Task goal -> Copy out the lines below that hold the word "handle".

[Data under study]

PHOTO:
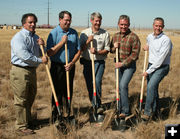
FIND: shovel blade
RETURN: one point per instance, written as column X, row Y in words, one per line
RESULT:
column 119, row 124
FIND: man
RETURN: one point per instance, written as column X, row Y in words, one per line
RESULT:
column 56, row 41
column 101, row 43
column 129, row 48
column 160, row 47
column 25, row 52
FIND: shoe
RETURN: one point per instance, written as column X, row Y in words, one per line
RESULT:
column 33, row 126
column 122, row 115
column 100, row 110
column 145, row 118
column 24, row 132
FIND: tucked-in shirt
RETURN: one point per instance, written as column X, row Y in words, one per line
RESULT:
column 25, row 50
column 73, row 44
column 160, row 48
column 129, row 47
column 101, row 41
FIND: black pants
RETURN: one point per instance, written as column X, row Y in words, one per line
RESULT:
column 58, row 74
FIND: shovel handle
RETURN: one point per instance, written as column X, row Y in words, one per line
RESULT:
column 143, row 79
column 67, row 77
column 93, row 74
column 51, row 83
column 117, row 81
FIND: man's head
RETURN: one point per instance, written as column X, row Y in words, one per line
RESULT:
column 29, row 21
column 65, row 20
column 158, row 25
column 96, row 20
column 124, row 23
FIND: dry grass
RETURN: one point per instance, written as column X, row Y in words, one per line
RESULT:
column 168, row 90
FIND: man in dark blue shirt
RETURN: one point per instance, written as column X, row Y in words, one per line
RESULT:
column 56, row 41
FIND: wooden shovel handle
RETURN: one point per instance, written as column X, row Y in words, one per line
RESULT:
column 143, row 78
column 93, row 71
column 49, row 76
column 117, row 78
column 67, row 74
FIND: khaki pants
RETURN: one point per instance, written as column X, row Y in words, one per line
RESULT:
column 23, row 84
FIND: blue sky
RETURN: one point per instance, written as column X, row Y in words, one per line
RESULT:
column 141, row 12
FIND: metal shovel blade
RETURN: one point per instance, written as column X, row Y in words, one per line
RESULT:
column 119, row 124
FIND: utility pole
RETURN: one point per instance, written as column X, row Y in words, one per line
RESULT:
column 48, row 15
column 88, row 19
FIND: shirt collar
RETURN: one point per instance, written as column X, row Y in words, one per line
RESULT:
column 61, row 30
column 127, row 32
column 27, row 32
column 157, row 37
column 97, row 33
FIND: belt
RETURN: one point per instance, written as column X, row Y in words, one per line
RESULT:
column 25, row 67
column 58, row 63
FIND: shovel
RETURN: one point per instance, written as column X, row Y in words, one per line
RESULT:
column 142, row 83
column 95, row 116
column 70, row 119
column 52, row 86
column 119, row 123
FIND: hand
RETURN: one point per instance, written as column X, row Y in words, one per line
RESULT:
column 116, row 45
column 93, row 51
column 118, row 65
column 146, row 48
column 64, row 39
column 69, row 66
column 145, row 74
column 90, row 38
column 44, row 59
column 40, row 41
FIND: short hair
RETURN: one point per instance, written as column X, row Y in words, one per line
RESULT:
column 124, row 17
column 96, row 14
column 159, row 19
column 25, row 16
column 62, row 13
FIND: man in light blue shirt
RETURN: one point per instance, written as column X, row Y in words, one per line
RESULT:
column 160, row 47
column 56, row 41
column 25, row 57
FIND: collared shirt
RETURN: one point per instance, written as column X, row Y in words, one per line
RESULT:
column 129, row 47
column 160, row 48
column 73, row 44
column 25, row 49
column 101, row 41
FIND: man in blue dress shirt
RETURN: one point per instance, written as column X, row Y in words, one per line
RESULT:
column 56, row 50
column 160, row 47
column 25, row 57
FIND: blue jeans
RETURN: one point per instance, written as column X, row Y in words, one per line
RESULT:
column 125, row 75
column 99, row 66
column 152, row 98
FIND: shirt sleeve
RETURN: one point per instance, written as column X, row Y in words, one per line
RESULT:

[/Data under study]

Output of the exercise ->
FIND: shovel handle
FIND: wooden shovel handle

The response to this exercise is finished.